• Task to carry out:
Gather every line in the entries below that contains the word "positive" and copy each of those lines in full.

• Material shown:
# # #
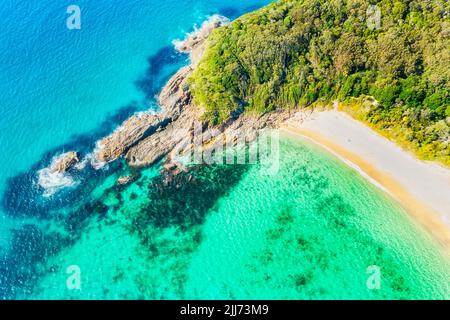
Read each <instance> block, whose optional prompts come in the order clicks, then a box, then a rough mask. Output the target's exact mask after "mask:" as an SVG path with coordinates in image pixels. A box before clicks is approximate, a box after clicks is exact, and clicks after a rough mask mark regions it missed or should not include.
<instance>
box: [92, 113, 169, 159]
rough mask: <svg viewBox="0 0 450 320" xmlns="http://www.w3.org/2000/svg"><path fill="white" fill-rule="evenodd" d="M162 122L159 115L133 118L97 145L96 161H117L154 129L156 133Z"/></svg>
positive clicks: (151, 115) (136, 117)
mask: <svg viewBox="0 0 450 320" xmlns="http://www.w3.org/2000/svg"><path fill="white" fill-rule="evenodd" d="M161 122H162V120H161V118H160V117H159V116H158V115H154V114H150V113H140V114H136V115H134V116H132V117H131V118H129V119H128V120H126V121H125V122H124V123H123V124H122V125H121V126H120V127H119V128H118V129H117V130H116V131H114V132H113V133H112V134H111V135H109V136H107V137H106V138H103V139H102V140H100V141H99V142H98V143H97V150H96V152H95V158H96V160H97V161H99V162H110V161H113V160H116V159H117V158H119V157H120V156H121V155H123V154H124V153H125V152H126V151H127V150H128V148H130V147H131V146H132V145H134V144H135V143H136V142H138V141H139V140H140V139H142V138H143V137H144V136H145V135H146V134H150V133H151V131H152V129H153V130H154V131H156V129H158V127H159V126H160V125H161Z"/></svg>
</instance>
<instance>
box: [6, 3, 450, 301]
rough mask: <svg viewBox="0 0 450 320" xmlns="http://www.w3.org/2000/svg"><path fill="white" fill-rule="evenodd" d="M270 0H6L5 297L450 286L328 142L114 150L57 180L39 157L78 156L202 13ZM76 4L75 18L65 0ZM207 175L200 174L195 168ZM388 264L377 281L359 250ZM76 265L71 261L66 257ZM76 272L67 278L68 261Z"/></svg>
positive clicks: (163, 74)
mask: <svg viewBox="0 0 450 320" xmlns="http://www.w3.org/2000/svg"><path fill="white" fill-rule="evenodd" d="M269 2H271V1H269V0H226V1H225V0H164V1H163V0H147V1H142V0H141V1H137V0H120V1H119V0H91V1H88V0H70V1H66V0H39V1H30V0H27V1H19V0H3V1H1V3H0V16H1V20H0V111H1V112H0V154H1V157H0V168H1V170H0V300H2V299H42V298H43V299H80V298H81V299H258V298H259V299H312V298H316V299H429V298H439V299H442V298H444V299H448V298H449V293H450V289H449V286H448V281H447V279H448V278H449V275H450V271H449V270H450V269H449V265H450V264H449V261H448V257H447V256H445V257H444V256H443V255H442V254H441V252H440V250H439V247H438V246H437V245H436V243H434V242H433V241H432V239H430V238H429V237H428V235H427V234H426V233H424V232H423V230H422V229H420V227H419V226H417V225H416V224H414V223H413V222H412V221H411V220H410V219H409V217H408V216H407V214H406V212H405V211H404V210H403V209H402V208H401V207H400V206H399V205H398V204H397V203H396V202H395V201H393V199H391V198H390V197H388V196H387V195H386V194H384V193H382V192H381V191H380V190H378V189H377V188H376V187H375V186H373V185H372V184H370V183H369V182H368V181H366V180H365V179H363V178H362V177H361V176H360V175H359V174H358V172H356V171H355V170H353V169H352V168H349V167H347V166H346V165H345V164H343V163H341V162H340V161H339V160H338V159H336V158H334V157H333V156H332V155H330V154H329V153H327V152H325V151H324V150H322V149H320V148H319V147H317V146H314V145H312V144H310V143H307V142H306V141H303V142H300V141H297V140H296V139H295V140H294V139H292V138H289V137H285V138H282V139H281V144H280V145H281V148H280V150H281V151H280V152H281V153H280V154H281V155H280V170H279V172H278V173H277V174H275V175H274V176H267V175H265V174H263V173H264V171H265V170H263V168H262V167H260V166H259V165H258V164H256V165H254V166H253V165H239V166H233V165H231V166H227V165H220V164H217V165H211V166H208V165H198V166H197V165H193V166H192V167H190V168H189V170H188V172H185V173H180V174H178V175H176V176H175V177H174V180H173V181H172V183H167V181H166V180H165V178H164V176H163V175H161V174H160V169H161V167H160V164H156V165H154V166H151V167H149V168H144V169H142V170H139V172H138V174H137V176H138V178H137V180H136V181H133V182H132V183H130V184H129V185H127V186H122V185H118V183H117V181H118V178H119V177H120V176H122V175H124V174H130V173H136V172H134V171H132V170H131V169H130V168H128V167H127V166H126V164H125V163H124V161H123V160H122V159H120V160H118V161H115V162H113V163H110V164H108V165H107V166H105V167H103V168H102V169H98V168H97V169H98V170H97V169H95V168H93V167H92V166H90V165H86V166H85V167H84V168H83V170H81V169H79V168H75V169H73V170H71V171H70V172H69V174H68V175H69V176H70V177H71V179H73V180H72V182H73V185H72V186H70V187H67V188H63V189H62V190H59V191H58V192H56V193H53V194H51V195H49V194H46V192H47V191H48V190H47V189H43V188H42V186H41V185H40V184H39V183H38V182H39V181H38V177H39V176H40V174H39V172H41V171H40V170H41V169H43V168H45V167H48V166H49V164H50V163H51V162H52V159H53V158H54V157H55V156H57V155H60V154H62V153H63V152H66V151H72V150H74V151H78V152H79V154H80V158H81V159H86V158H88V157H89V154H90V153H91V152H92V151H93V149H94V148H95V144H96V142H97V141H98V140H99V139H101V138H103V137H105V136H106V135H108V134H110V133H111V132H112V131H114V130H115V129H116V128H117V127H118V126H119V125H120V124H121V123H122V122H123V121H124V120H125V119H127V118H128V117H129V116H130V115H132V114H134V113H136V112H139V111H143V110H148V109H155V108H157V105H156V102H155V101H156V99H155V97H156V96H157V95H158V92H159V91H160V90H161V88H162V87H163V86H164V84H165V83H166V81H167V80H168V79H169V78H170V76H171V75H173V74H174V73H175V72H176V70H178V69H179V68H180V67H181V66H183V65H187V64H188V63H189V62H188V56H187V55H184V54H180V53H178V52H177V51H176V50H175V49H174V44H173V42H174V40H179V39H183V38H185V36H186V34H187V33H189V32H192V31H193V30H195V26H200V25H201V24H202V22H203V21H205V20H207V19H208V17H210V16H212V15H215V14H219V15H223V16H225V17H227V18H230V19H235V18H237V17H239V16H241V15H242V14H244V13H246V12H250V11H254V10H256V9H258V8H260V7H262V6H263V5H265V4H268V3H269ZM70 5H77V6H79V7H80V9H81V29H80V30H69V29H68V28H67V26H66V19H67V17H68V16H69V14H67V12H66V10H67V8H68V6H70ZM199 182H200V183H199ZM372 265H379V266H381V268H382V272H383V278H382V288H383V290H379V291H377V290H371V289H370V290H369V288H368V286H367V282H366V280H367V271H366V270H367V267H368V266H372ZM72 267H75V269H72ZM76 268H79V271H80V272H81V278H80V279H82V280H81V285H80V287H78V288H77V287H73V286H72V282H69V280H70V279H72V277H71V275H72V271H71V270H76Z"/></svg>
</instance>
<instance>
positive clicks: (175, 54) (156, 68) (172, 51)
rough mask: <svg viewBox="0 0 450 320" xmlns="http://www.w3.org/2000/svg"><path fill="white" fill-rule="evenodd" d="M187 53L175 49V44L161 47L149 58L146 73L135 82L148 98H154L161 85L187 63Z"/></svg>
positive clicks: (168, 79) (157, 92) (159, 88)
mask: <svg viewBox="0 0 450 320" xmlns="http://www.w3.org/2000/svg"><path fill="white" fill-rule="evenodd" d="M186 60H187V55H185V54H182V53H180V52H178V51H177V50H175V48H174V47H173V46H166V47H163V48H161V49H159V50H158V51H157V52H156V53H155V54H154V55H152V56H150V57H149V58H148V59H147V62H148V67H147V70H146V71H145V73H144V75H143V76H142V77H141V78H140V79H139V80H137V81H136V82H135V85H136V87H137V88H138V89H139V90H141V91H142V92H143V93H144V94H145V96H146V97H147V99H153V98H154V97H155V95H157V94H158V92H159V91H160V90H161V87H162V85H163V84H164V83H166V82H167V81H168V80H169V78H170V77H171V76H172V74H173V73H175V72H176V71H177V70H178V69H179V68H180V67H182V66H183V65H185V64H186Z"/></svg>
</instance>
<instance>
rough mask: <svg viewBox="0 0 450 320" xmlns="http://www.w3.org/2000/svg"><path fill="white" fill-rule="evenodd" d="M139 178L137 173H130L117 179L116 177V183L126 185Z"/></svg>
mask: <svg viewBox="0 0 450 320" xmlns="http://www.w3.org/2000/svg"><path fill="white" fill-rule="evenodd" d="M138 178H139V175H137V174H130V175H128V176H121V177H119V179H117V184H119V185H122V186H123V185H127V184H130V183H132V182H134V181H136V180H137V179H138Z"/></svg>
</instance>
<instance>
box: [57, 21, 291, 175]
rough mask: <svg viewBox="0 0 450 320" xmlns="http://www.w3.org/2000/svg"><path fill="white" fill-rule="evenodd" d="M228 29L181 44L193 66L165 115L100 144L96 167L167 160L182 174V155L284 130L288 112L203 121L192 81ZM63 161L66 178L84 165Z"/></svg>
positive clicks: (188, 36) (177, 48) (186, 38)
mask: <svg viewBox="0 0 450 320" xmlns="http://www.w3.org/2000/svg"><path fill="white" fill-rule="evenodd" d="M227 23H228V19H226V18H224V17H220V16H213V17H211V18H210V19H209V20H208V21H206V22H205V23H203V24H202V26H201V27H200V28H199V29H197V30H196V31H195V32H193V33H191V34H189V35H188V36H187V38H186V39H185V40H184V41H182V42H178V43H176V44H175V46H176V48H177V50H179V51H180V52H183V53H189V54H190V61H191V63H190V64H189V65H188V66H186V67H183V68H181V69H180V70H178V72H177V73H176V74H175V75H174V76H172V78H171V79H170V80H169V81H168V82H167V84H166V85H165V86H164V87H163V88H162V90H161V93H160V94H159V97H158V104H159V106H160V111H159V112H155V111H148V112H140V113H137V114H135V115H133V116H131V117H130V118H129V119H127V120H126V121H124V122H123V123H122V124H121V125H120V126H119V127H118V128H117V129H116V130H115V131H114V132H113V133H111V134H110V135H109V136H107V137H105V138H103V139H101V140H100V141H98V142H97V145H96V148H95V150H94V152H93V155H92V163H95V164H96V167H97V166H99V165H98V164H100V166H102V165H104V164H107V163H109V162H112V161H115V160H117V159H118V158H120V157H123V158H125V160H126V162H127V164H128V165H129V166H130V167H132V168H139V167H146V166H150V165H152V164H154V163H156V162H157V161H159V160H161V159H163V158H165V159H166V162H165V164H164V166H163V168H165V169H166V170H172V171H175V172H179V170H180V167H179V164H178V162H177V161H176V158H177V156H178V155H186V154H189V153H192V152H193V151H194V150H195V151H197V152H198V151H199V149H200V151H202V152H204V151H207V150H210V149H212V148H215V147H216V146H217V145H218V144H221V145H227V146H230V145H231V146H233V145H234V144H236V143H237V142H238V140H239V141H242V137H244V140H245V142H251V141H252V140H254V139H256V137H257V135H258V132H259V131H260V130H262V129H265V128H275V127H279V126H280V125H281V124H282V123H283V122H284V121H285V120H287V119H288V118H290V117H291V113H290V112H289V111H286V110H284V111H275V112H271V113H266V114H258V115H251V114H244V113H243V114H240V115H238V116H236V117H235V118H233V119H230V120H229V121H228V122H227V123H225V124H222V125H219V126H209V125H208V123H205V122H202V121H201V116H202V113H203V111H202V109H201V108H199V107H197V106H196V105H194V103H193V99H192V95H191V92H190V89H189V84H188V78H189V76H190V75H191V73H192V72H193V70H194V68H195V66H196V65H197V63H198V62H199V60H200V58H201V56H202V54H203V52H204V50H205V44H206V40H207V38H208V36H209V35H210V34H211V32H212V31H213V30H214V29H215V28H218V27H226V24H227ZM238 138H241V140H240V139H238ZM194 140H195V141H194ZM60 159H61V160H60V161H58V162H56V163H54V164H53V165H52V170H56V171H58V172H66V171H67V170H68V169H70V168H71V167H73V166H74V165H75V164H76V163H78V162H79V159H78V154H77V153H76V152H75V151H72V152H68V153H66V154H64V155H63V156H61V157H60ZM174 168H175V170H174ZM127 182H128V179H125V178H123V177H122V179H120V181H118V183H119V184H126V183H127Z"/></svg>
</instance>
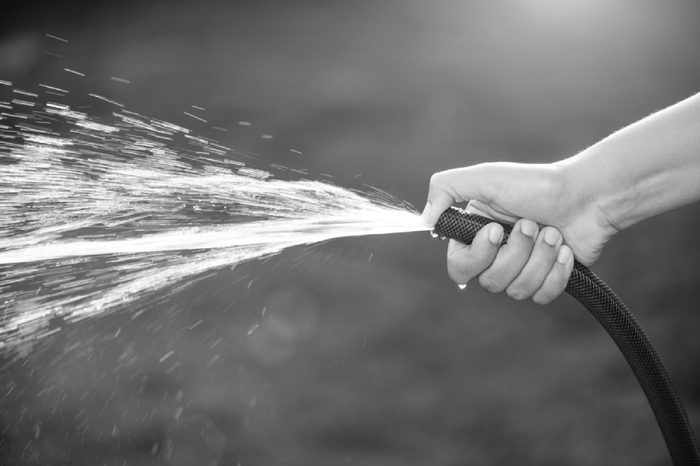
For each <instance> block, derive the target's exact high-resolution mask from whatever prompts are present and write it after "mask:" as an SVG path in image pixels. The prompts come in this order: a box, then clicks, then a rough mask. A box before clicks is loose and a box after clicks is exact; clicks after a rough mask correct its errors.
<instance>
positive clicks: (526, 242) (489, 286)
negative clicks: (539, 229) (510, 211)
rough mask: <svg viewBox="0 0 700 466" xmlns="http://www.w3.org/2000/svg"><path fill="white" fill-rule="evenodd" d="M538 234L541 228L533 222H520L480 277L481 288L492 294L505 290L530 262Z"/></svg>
mask: <svg viewBox="0 0 700 466" xmlns="http://www.w3.org/2000/svg"><path fill="white" fill-rule="evenodd" d="M538 233H539V227H538V225H537V224H536V223H535V222H533V221H532V220H527V219H521V220H518V222H516V224H515V225H514V226H513V230H512V231H511V233H510V236H509V237H508V242H507V243H506V244H505V245H504V246H502V247H501V248H500V249H499V250H498V254H497V255H496V259H495V260H494V261H493V264H492V265H491V266H490V267H489V268H488V269H486V270H485V271H484V272H483V273H482V274H481V275H479V284H480V285H481V287H482V288H484V289H485V290H486V291H488V292H490V293H500V292H501V291H503V290H505V289H506V288H507V287H508V285H510V284H511V282H513V280H515V278H516V277H517V276H518V275H519V274H520V272H521V271H522V269H523V267H524V266H525V264H526V263H527V262H528V259H529V258H530V254H531V252H532V249H533V247H534V246H535V240H536V239H537V235H538Z"/></svg>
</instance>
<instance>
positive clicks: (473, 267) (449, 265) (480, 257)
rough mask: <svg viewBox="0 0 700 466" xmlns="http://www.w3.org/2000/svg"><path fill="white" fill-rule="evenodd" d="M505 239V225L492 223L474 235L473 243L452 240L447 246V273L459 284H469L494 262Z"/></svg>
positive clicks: (485, 226) (490, 223) (495, 223)
mask: <svg viewBox="0 0 700 466" xmlns="http://www.w3.org/2000/svg"><path fill="white" fill-rule="evenodd" d="M502 239H503V227H502V226H501V225H499V224H498V223H490V224H488V225H486V226H485V227H484V228H482V229H481V230H479V232H478V233H477V234H476V236H475V237H474V241H473V242H472V244H471V245H469V246H468V245H466V244H463V243H460V242H458V241H454V240H450V243H449V245H448V246H447V273H448V274H449V276H450V278H452V280H454V281H455V282H456V283H457V284H467V283H469V282H470V281H471V280H472V279H473V278H474V277H476V276H478V275H479V274H480V273H481V272H483V271H484V270H485V269H486V268H488V267H489V266H490V265H491V263H492V262H493V260H494V258H495V257H496V254H497V253H498V247H499V245H500V244H501V240H502Z"/></svg>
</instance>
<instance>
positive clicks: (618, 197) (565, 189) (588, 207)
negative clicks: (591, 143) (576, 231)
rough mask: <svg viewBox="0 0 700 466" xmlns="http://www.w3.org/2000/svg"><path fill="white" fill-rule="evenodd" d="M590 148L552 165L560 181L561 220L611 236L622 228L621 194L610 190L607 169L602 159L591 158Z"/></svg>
mask: <svg viewBox="0 0 700 466" xmlns="http://www.w3.org/2000/svg"><path fill="white" fill-rule="evenodd" d="M593 150H594V148H590V149H587V150H586V151H584V152H582V153H580V154H578V155H576V156H574V157H571V158H568V159H565V160H561V161H559V162H555V163H553V164H552V165H553V166H554V167H555V168H556V172H557V173H558V175H557V176H558V178H559V180H560V181H559V183H560V184H561V186H562V188H561V193H562V197H561V202H562V208H563V210H564V211H565V213H564V215H565V217H566V221H565V224H568V225H578V226H581V224H582V223H585V224H586V225H587V226H588V228H586V230H588V229H589V228H591V229H596V230H597V231H599V232H601V231H602V232H603V234H604V236H607V237H611V236H612V235H614V234H615V233H617V232H618V231H620V230H622V229H624V227H625V226H624V224H625V221H624V218H623V216H622V215H621V214H622V213H623V212H624V210H625V209H624V208H621V206H622V204H624V202H623V196H621V195H620V193H621V191H620V190H610V189H608V187H609V186H611V185H614V184H615V183H614V182H611V181H610V180H609V179H607V178H608V177H609V176H610V175H611V172H610V170H608V169H607V168H606V167H605V162H604V161H602V160H595V159H594V157H593V156H592V154H591V153H590V152H591V151H593Z"/></svg>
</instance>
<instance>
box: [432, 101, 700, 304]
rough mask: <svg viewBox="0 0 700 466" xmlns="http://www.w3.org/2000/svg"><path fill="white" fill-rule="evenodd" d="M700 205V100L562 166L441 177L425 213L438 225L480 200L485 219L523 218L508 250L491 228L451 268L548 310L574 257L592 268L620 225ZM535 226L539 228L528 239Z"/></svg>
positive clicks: (675, 104) (459, 246) (470, 167)
mask: <svg viewBox="0 0 700 466" xmlns="http://www.w3.org/2000/svg"><path fill="white" fill-rule="evenodd" d="M698 200H700V94H697V95H695V96H693V97H690V98H688V99H686V100H684V101H682V102H679V103H677V104H675V105H673V106H671V107H668V108H666V109H664V110H661V111H659V112H657V113H654V114H652V115H650V116H648V117H646V118H644V119H642V120H640V121H638V122H636V123H634V124H632V125H630V126H627V127H625V128H623V129H621V130H620V131H618V132H616V133H614V134H612V135H611V136H609V137H607V138H605V139H603V140H602V141H600V142H598V143H596V144H595V145H593V146H591V147H589V148H588V149H586V150H584V151H582V152H581V153H579V154H577V155H575V156H573V157H571V158H569V159H566V160H562V161H560V162H556V163H553V164H518V163H502V162H500V163H487V164H480V165H475V166H471V167H464V168H457V169H453V170H447V171H445V172H440V173H436V174H435V175H433V177H432V178H431V182H430V190H429V193H428V202H427V204H426V208H425V210H424V212H423V216H424V218H425V220H426V222H428V223H430V224H434V223H435V222H436V221H437V218H438V217H439V215H440V214H441V213H442V212H443V211H444V210H445V209H447V207H449V206H450V205H451V204H452V203H454V202H463V201H471V202H470V208H471V209H472V210H475V211H477V212H479V213H482V214H486V215H489V216H491V217H493V218H495V219H498V220H502V221H510V222H516V221H518V223H516V225H515V228H514V234H513V235H511V238H510V239H509V241H508V244H507V245H505V246H503V247H501V248H500V249H499V247H498V246H497V244H498V242H497V241H489V240H488V238H489V234H492V235H494V236H497V235H498V233H499V231H498V229H499V228H500V227H498V226H497V225H489V226H487V227H485V228H484V229H483V231H482V232H480V234H479V235H477V237H476V238H475V241H474V243H473V244H472V245H471V246H466V245H461V244H459V243H457V242H451V243H450V246H449V248H448V272H449V273H450V276H451V277H452V278H453V280H455V281H456V282H457V283H466V282H468V281H470V280H472V279H474V278H476V277H478V278H479V282H480V283H481V285H482V286H483V287H484V288H486V289H487V290H488V291H492V292H500V291H506V293H508V295H509V296H511V297H513V298H515V299H524V298H528V297H532V298H533V299H534V300H535V301H536V302H539V303H543V304H544V303H547V302H550V301H551V300H553V299H554V298H556V297H557V296H558V295H559V294H561V293H562V292H563V290H564V287H565V286H566V281H567V280H568V277H569V275H570V273H571V268H572V264H573V258H572V257H570V256H571V254H570V252H571V251H573V253H574V255H575V256H576V258H578V259H579V260H580V261H581V262H583V263H584V264H587V265H590V264H592V263H593V262H595V260H596V259H597V258H598V257H599V256H600V253H601V252H602V249H603V247H604V246H605V244H606V243H607V241H608V240H609V239H610V238H611V237H612V236H613V235H614V234H615V233H617V232H618V231H620V230H621V229H624V228H627V227H629V226H631V225H633V224H635V223H637V222H639V221H641V220H643V219H645V218H648V217H651V216H654V215H657V214H659V213H662V212H666V211H668V210H672V209H675V208H678V207H681V206H684V205H687V204H690V203H693V202H696V201H698ZM518 219H520V220H518ZM526 219H529V220H526ZM532 221H534V222H536V224H539V225H536V226H537V229H536V231H535V232H534V233H532V234H528V233H531V232H532V228H531V226H532ZM540 225H547V226H546V227H542V228H540ZM552 230H554V231H555V232H552ZM556 235H561V237H557V236H556ZM546 239H550V240H555V241H553V242H552V241H546Z"/></svg>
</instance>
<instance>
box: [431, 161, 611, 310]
mask: <svg viewBox="0 0 700 466" xmlns="http://www.w3.org/2000/svg"><path fill="white" fill-rule="evenodd" d="M575 185H576V183H569V181H568V180H567V174H566V172H565V170H564V169H562V168H561V167H559V166H557V165H529V164H516V163H488V164H481V165H475V166H471V167H465V168H457V169H453V170H448V171H444V172H440V173H436V174H435V175H433V177H432V178H431V180H430V190H429V194H428V203H427V205H426V208H425V210H424V212H423V217H424V219H425V220H426V222H428V223H429V224H431V225H434V224H435V222H436V221H437V218H438V217H439V216H440V214H441V213H442V212H443V211H445V210H446V209H447V208H448V207H449V206H450V205H451V204H452V203H455V202H464V201H470V202H469V205H468V207H467V210H469V211H470V212H472V213H475V214H479V215H483V216H487V217H491V218H494V219H496V220H499V221H501V222H507V223H515V225H514V227H513V231H512V233H511V234H510V237H509V238H508V242H507V243H506V244H505V245H503V246H500V244H501V239H502V236H503V228H502V227H501V226H500V225H499V224H497V223H492V224H489V225H487V226H486V227H484V228H483V229H482V230H481V231H480V232H479V233H478V234H477V235H476V237H475V238H474V241H473V243H472V244H471V245H470V246H467V245H465V244H462V243H459V242H457V241H454V240H452V241H450V243H449V246H448V250H447V270H448V273H449V275H450V277H451V278H452V279H453V280H454V281H455V282H456V283H458V284H460V285H464V284H466V283H468V282H470V281H472V280H473V279H474V278H476V277H478V280H479V284H480V285H481V286H482V287H483V288H484V289H485V290H487V291H489V292H492V293H499V292H502V291H505V292H506V294H508V296H510V297H512V298H514V299H518V300H522V299H527V298H530V297H531V298H532V299H533V300H534V301H535V302H537V303H540V304H546V303H549V302H551V301H553V300H554V299H556V298H557V297H558V296H559V295H560V294H561V293H562V292H563V291H564V288H565V287H566V283H567V281H568V279H569V276H570V275H571V271H572V269H573V264H574V256H576V257H577V258H578V259H579V261H580V262H582V263H584V264H586V265H590V264H592V263H593V262H594V261H595V260H596V259H597V258H598V257H599V256H600V253H601V251H602V249H603V246H604V245H605V243H606V242H607V241H608V240H609V239H610V237H611V236H612V235H613V234H614V233H615V232H616V230H615V228H614V227H612V225H610V223H609V222H608V221H607V219H606V218H605V215H603V213H602V211H600V209H598V207H597V205H596V204H594V203H593V202H590V199H591V196H587V195H585V193H579V192H573V191H572V189H573V186H575ZM540 225H542V227H540ZM499 246H500V247H499Z"/></svg>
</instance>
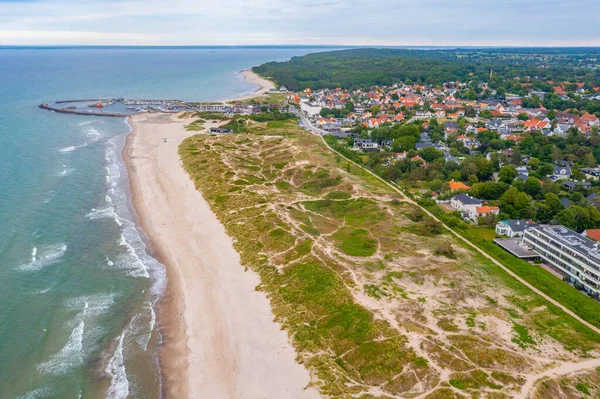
# # #
• Written solution:
positive clicks: (151, 115) (136, 117)
positive clicks: (163, 74)
positive clicks: (175, 54) (156, 68) (172, 51)
positive clicks: (168, 79) (157, 92) (159, 88)
positive clicks: (188, 36) (177, 48) (186, 38)
positive clicks: (526, 242) (489, 286)
positive clicks: (473, 267) (449, 265) (480, 257)
positive clicks: (485, 226) (490, 223) (495, 223)
positive clicks: (618, 197) (565, 189) (588, 207)
positive clicks: (675, 104) (459, 246) (470, 167)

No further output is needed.